● **Short exercise A**: Render part of the listing as a Markdown table with the columns Row and Line. Begin at the listing line that contains "Expected: one point per instance of the white boat, with", stop after the line that contains "[[102, 340]]", include both of those lines, and leave out blank lines.

Finishing Bay Area Yards’ USS Miami

The U.S.S. Miami was a double end gunboat intended to patrol America’s coasts and inland waters during the American Civil War.  With rudders at both ends, the intent was to avoid having to turn the good-sized gunboat around in narrow waters.  Most were built of green wood and deteriorated rapidly after the war.  But some had long and productive careers.  The gunboat Monocacy served on China’s inland rivers until the the turn of the 20th century.

A quick comparison between the Thoroughbred Sassacus double-ender (front) and the less massive Bay Miami (back)  Both are very nice models

A quick comparison between the Thoroughbred Sassacus double-ender (front) and the less massive Bay Miami (back) Both are very nice models

I’ve shown you a few pictures of my Bay Area Yards miniature of the Miami.  I believe it’s my fourth double end gunboat.  There were more than forty built in four different classes. I also have two of the Sassacus class by Thoroughbred Miniatures and one that is a scratch-built model. It’s good to have plenty because they were fairly ubiquitous on the rivers off Chesapeake bay and the Atlantic coast.

● **Short exercise B**: Set down the gunboat text word for word, beginning at the words "The U.S.S. Miami" and stopping after the words "the 20th century.".

● **Exercise input**:
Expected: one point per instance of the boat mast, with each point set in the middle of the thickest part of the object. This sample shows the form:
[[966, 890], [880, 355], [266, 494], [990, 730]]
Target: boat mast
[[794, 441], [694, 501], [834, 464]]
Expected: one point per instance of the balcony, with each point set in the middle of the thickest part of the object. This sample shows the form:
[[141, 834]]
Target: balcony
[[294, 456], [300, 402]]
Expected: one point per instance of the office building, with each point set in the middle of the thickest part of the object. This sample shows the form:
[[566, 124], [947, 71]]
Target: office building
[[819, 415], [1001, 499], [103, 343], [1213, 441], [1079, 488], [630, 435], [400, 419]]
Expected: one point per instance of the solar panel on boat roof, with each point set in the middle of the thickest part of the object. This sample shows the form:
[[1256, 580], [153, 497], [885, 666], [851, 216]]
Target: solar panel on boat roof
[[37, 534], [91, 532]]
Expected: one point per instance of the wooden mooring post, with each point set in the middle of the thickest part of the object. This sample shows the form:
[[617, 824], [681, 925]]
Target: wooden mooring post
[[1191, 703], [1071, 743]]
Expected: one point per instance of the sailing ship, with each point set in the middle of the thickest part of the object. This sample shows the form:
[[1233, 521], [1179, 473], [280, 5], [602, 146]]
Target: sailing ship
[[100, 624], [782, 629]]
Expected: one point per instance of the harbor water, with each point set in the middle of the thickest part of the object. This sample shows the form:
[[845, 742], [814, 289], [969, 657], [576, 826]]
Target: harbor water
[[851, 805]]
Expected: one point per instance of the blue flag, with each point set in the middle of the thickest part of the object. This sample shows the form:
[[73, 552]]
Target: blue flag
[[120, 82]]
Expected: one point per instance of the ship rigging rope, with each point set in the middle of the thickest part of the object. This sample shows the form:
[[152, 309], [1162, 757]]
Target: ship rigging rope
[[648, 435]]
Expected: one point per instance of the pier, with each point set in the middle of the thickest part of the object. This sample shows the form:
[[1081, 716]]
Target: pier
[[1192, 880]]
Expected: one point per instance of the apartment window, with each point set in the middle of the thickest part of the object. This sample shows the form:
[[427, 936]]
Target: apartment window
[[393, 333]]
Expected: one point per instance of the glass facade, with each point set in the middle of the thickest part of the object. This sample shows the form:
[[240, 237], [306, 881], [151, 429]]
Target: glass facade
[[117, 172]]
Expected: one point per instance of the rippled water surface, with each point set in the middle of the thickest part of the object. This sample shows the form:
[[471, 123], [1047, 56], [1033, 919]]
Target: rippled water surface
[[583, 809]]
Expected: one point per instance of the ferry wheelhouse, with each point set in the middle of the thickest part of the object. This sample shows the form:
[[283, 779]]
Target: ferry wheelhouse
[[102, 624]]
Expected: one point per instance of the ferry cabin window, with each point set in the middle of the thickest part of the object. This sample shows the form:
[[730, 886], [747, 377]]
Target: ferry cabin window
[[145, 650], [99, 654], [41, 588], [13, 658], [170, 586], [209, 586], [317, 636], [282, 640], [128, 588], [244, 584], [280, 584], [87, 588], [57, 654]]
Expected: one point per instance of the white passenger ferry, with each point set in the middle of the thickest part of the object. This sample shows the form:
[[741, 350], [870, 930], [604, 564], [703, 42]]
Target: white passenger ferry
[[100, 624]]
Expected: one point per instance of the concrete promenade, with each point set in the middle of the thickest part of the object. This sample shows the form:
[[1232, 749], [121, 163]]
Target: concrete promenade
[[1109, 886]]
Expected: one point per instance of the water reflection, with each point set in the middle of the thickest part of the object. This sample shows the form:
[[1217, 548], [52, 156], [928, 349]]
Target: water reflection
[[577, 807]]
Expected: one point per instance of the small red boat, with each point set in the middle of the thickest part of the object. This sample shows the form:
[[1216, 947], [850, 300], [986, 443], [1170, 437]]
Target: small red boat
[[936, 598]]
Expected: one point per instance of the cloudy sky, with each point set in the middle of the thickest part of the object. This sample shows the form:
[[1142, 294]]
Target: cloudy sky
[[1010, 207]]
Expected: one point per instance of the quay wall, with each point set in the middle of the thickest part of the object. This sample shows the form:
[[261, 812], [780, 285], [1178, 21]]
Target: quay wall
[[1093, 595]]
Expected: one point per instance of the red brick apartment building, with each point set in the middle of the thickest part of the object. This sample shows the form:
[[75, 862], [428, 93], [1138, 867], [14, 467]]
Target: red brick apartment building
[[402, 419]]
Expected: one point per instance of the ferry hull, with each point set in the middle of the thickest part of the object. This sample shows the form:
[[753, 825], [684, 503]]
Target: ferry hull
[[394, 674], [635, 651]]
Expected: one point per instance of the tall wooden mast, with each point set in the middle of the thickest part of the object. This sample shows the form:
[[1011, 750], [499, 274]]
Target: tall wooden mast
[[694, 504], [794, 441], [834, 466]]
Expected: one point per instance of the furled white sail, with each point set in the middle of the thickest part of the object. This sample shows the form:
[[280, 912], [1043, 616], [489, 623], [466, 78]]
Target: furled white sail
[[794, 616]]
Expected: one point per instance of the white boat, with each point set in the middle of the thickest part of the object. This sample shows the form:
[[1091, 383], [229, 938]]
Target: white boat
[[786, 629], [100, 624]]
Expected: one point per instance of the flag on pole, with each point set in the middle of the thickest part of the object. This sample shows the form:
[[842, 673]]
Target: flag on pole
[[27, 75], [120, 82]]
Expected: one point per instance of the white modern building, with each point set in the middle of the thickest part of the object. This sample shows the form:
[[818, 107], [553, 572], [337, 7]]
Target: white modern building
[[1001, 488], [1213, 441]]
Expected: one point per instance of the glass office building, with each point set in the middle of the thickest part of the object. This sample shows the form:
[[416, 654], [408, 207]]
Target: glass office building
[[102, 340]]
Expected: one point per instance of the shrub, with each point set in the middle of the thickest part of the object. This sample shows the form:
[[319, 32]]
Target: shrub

● **Worked answer A**:
| Row | Line |
|---|---|
| 1 | Expected: one point per instance of the white boat, with each point set in the middle of the thickest part of the object. This sample shows the form: |
| 2 | [[1091, 383], [229, 938]] |
| 3 | Target: white boat |
| 4 | [[786, 629], [100, 624]] |
| 5 | Expected: one point per instance of the flag on pole, with each point set in the middle of the thickest part of the object. This sample shows the form: |
| 6 | [[842, 673]] |
| 7 | Target: flag on pole |
| 8 | [[27, 75], [120, 82]] |
| 9 | Expected: one point per instance of the white modern building, with each point set in the middle of the thickest part of the object. This sample shows the form: |
| 10 | [[818, 107], [553, 572], [337, 7]] |
| 11 | Target: white modern building |
| 12 | [[1001, 488], [1213, 441]] |
| 13 | Expected: one point per instance of the glass office building, with each point set in the middle of the thickest part of the object. This sample shows the form: |
| 14 | [[416, 654], [408, 207]] |
| 15 | Target: glass office building |
| 16 | [[102, 340]] |

● **Worked answer B**:
The U.S.S. Miami was a double end gunboat intended to patrol America’s coasts and inland waters during the American Civil War.  With rudders at both ends, the intent was to avoid having to turn the good-sized gunboat around in narrow waters.  Most were built of green wood and deteriorated rapidly after the war.  But some had long and productive careers.  The gunboat Monocacy served on China’s inland rivers until the the turn of the 20th century.